◆ TASK OBJECTIVE ◆
Your output should be each line from the material below that has the word "pale".

::::::

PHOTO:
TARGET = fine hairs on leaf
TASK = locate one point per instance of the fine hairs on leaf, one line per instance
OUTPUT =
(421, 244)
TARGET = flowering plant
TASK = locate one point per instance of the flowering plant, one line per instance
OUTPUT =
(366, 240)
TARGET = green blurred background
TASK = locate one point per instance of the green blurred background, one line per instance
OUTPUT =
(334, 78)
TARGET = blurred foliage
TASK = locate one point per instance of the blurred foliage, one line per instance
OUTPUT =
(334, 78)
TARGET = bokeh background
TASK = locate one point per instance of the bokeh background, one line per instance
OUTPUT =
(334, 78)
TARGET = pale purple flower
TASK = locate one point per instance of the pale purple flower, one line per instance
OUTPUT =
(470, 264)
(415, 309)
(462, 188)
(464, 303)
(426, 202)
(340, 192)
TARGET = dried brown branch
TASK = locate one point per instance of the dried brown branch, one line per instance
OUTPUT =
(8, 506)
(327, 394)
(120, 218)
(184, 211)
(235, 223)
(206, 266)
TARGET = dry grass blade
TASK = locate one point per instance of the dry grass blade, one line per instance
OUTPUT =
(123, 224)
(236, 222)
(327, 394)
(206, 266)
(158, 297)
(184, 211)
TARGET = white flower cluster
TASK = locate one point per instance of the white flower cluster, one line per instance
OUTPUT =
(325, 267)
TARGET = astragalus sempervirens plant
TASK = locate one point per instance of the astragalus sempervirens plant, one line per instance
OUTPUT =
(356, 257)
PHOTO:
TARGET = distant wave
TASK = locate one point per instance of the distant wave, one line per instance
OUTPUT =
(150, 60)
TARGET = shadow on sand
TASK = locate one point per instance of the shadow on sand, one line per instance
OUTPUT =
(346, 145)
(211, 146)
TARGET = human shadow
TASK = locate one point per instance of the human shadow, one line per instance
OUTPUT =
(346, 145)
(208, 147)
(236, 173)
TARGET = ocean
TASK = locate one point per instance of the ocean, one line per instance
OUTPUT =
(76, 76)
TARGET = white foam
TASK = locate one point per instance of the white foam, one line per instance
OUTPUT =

::::::

◆ RESULT OF THE TASK ◆
TARGET = pale purple flower
TASK = locate one point per instance of the pale purple flower, one line per instance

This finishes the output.